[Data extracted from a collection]
[Begin]

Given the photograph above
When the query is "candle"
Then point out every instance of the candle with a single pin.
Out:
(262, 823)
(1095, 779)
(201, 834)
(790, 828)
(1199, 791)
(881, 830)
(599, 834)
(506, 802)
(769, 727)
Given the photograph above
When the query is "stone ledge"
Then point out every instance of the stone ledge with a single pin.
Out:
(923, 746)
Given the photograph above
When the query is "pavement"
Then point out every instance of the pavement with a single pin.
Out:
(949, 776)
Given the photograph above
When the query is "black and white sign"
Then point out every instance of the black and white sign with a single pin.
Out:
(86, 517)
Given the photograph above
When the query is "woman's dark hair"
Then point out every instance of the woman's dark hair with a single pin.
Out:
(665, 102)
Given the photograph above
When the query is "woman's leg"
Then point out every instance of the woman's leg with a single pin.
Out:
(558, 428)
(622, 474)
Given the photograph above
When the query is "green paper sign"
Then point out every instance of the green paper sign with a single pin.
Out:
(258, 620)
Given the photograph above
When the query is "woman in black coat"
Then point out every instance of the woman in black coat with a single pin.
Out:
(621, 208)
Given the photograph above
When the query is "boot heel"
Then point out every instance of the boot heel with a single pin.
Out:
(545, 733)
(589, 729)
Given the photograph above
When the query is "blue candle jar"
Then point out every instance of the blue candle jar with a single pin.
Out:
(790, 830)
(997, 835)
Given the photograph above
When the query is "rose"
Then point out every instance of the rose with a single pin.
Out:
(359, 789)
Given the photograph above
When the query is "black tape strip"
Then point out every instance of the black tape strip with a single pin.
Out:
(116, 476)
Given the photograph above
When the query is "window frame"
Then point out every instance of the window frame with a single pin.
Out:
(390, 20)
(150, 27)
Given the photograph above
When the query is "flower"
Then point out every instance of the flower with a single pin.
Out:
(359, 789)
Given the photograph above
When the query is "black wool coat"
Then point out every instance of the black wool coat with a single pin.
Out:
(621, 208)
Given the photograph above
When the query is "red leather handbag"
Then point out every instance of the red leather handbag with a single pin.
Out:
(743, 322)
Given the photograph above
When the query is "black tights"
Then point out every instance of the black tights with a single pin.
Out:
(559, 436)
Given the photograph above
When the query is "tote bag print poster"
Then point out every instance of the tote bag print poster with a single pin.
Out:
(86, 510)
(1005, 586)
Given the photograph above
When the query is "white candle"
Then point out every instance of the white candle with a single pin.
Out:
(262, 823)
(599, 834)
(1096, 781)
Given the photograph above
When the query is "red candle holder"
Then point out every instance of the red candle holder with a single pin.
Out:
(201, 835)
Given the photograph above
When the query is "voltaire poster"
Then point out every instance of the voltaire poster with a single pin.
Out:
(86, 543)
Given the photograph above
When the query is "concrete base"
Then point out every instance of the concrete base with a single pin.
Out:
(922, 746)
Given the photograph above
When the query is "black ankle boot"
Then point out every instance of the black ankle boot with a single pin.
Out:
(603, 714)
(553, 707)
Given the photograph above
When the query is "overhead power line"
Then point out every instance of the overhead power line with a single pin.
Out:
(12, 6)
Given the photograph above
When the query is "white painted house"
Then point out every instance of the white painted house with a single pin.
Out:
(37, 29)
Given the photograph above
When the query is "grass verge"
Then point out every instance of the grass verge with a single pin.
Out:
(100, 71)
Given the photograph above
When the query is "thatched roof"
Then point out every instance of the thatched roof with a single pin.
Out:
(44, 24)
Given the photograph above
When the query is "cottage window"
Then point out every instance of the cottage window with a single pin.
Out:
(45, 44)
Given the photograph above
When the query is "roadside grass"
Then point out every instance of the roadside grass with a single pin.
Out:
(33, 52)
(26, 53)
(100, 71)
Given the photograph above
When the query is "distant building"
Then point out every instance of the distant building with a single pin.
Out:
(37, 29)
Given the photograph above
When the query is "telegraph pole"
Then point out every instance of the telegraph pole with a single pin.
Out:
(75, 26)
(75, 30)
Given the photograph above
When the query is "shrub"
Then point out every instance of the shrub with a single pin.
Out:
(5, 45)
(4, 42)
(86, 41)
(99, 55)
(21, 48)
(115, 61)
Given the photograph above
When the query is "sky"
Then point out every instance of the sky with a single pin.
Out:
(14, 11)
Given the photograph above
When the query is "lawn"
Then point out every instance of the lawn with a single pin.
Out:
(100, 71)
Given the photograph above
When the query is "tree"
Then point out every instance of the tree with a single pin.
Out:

[End]

• Exercise directions
Return each entry from the material above exactly as it appears.

• Result
Given the photograph above
When the query is "candle"
Then point out every instance of the candle with a single pin.
Out:
(262, 823)
(1095, 779)
(201, 834)
(790, 828)
(1199, 791)
(881, 830)
(599, 834)
(506, 802)
(769, 727)
Given the photograph above
When the query is "stone ledge"
Then point out every instance of the stone ledge with a single pin.
Out:
(923, 746)
Given the photograph above
When the query is "pavement"
Then point out every instance of the pavement with a single pin.
Out:
(949, 776)
Given the photograph above
When the query is "black and white sign"
Then point out every instance of the black and white sign with a single pin.
Out:
(86, 517)
Given the photograph above
When the query is "woman's dark hair"
Then point out every instance of the woman's dark hair with a single pin.
Out:
(665, 102)
Given the photograph above
When the query is "woman's leg"
Then point out every instance of the woman's leg with a single pin.
Out:
(558, 428)
(622, 474)
Given the photograph above
When the query is "green paper sign"
Then point out every instance of the green paper sign with a single pin.
Out:
(258, 620)
Given the photograph above
When the query is "woman in black coat"
Then point out every instance of the woman in black coat with a single pin.
Out:
(621, 208)
Given the photograph above
When the query is "boot heel"
Then point out every instance of the boot heel with a single pin.
Out:
(545, 733)
(589, 729)
Given the photograph above
When the query is "blue candle jar"
Then point out every instance of the blue candle jar with a single pin.
Out:
(790, 830)
(997, 835)
Given the photograph above
When the query is "rose"
Then point out every instance of the rose with a single pin.
Out:
(359, 789)
Given the photograph above
When the query is "black tape strip"
Then point out every instance of the black tape strip with a single pin.
Out:
(116, 476)
Given the photograph above
When the query is "window frame"
Then point out every instance of the window frame with a single pin.
Out:
(390, 20)
(150, 27)
Given the photograph above
When the query is "flower"
Then point out every instance of the flower with a single pin.
Out:
(359, 789)
Given the photograph above
When the query is "black wool coat"
Then point out every instance of the black wool coat with a single pin.
Out:
(621, 208)
Given the photograph above
When the query is "red leather handbag"
Then point out every instance of the red leather handbag with a single pin.
Out:
(743, 322)
Given the photograph above
When the query is "black tights"
Then point out every instance of the black tights with a single pin.
Out:
(559, 436)
Given the photograph above
When the query is "tote bag print poster"
Then point out every instance of the tote bag print poster with a single pin.
Out:
(86, 510)
(1005, 586)
Given the photograph above
When the query is "white candle"
Then point out every instance of the white candle with a single pin.
Out:
(262, 823)
(599, 834)
(1096, 781)
Given the photograph above
When the query is "red candle holder"
Then point out every instance of the red candle holder with a single pin.
Out:
(201, 835)
Given the photograph above
When the query is "voltaire poster"
Then point out every instance of the voltaire poster with a single pin.
Out:
(86, 543)
Given the photograph above
When the query is "concrete base"
Then point out every instance of the concrete base with a single pin.
Out:
(922, 746)
Given the photograph above
When the query is "black ankle boot"
Then point out every instance of the black ankle boot with a single pin.
Out:
(603, 714)
(553, 707)
Given the photograph above
When the query is "overhead power line"
Then point out every instance of the overhead power line with a single pin.
Out:
(12, 6)
Given the photograph above
When the query is "white painted house"
Then point out every instance of the white painted house with a single pin.
Out:
(37, 29)
Given the photograph above
When the query is "grass verge"
Then point out every instance of the grass verge with a single pin.
Out:
(100, 71)
Given the photograph above
When the query is "thatched roof"
Then point out every instance of the thatched roof with a single pin.
Out:
(44, 24)
Given the photograph above
When the query is "cottage window"
Then point out every instance of the cottage window with a single pin.
Out:
(45, 44)
Given the photograph above
When the query is "roadside grass"
Then point out every instance of the roadside grass with a single pin.
Out:
(33, 52)
(26, 53)
(100, 71)
Given the photograph above
When the query is "distant building"
Then point out every instance of the distant building with a single pin.
Out:
(37, 29)
Given the photograph above
When the query is "telegraph pole"
Then point out every instance of the telegraph pole with a single pin.
Out:
(75, 26)
(75, 30)
Given the photograph above
When the query is "shrub"
Then point out every instance of the shrub with a single pin.
Out:
(5, 45)
(4, 42)
(86, 41)
(99, 55)
(21, 48)
(115, 61)
Given the photograph above
When the query is "sky"
Then point out every instance of the sky with a single pin.
Out:
(14, 11)
Given the photograph above
When the query is "lawn"
Then point out every instance of the lawn with a single pin.
Out:
(100, 71)
Given the photograph above
When the query is "tree"
Then point out every instance of the tree with a single pin.
Out:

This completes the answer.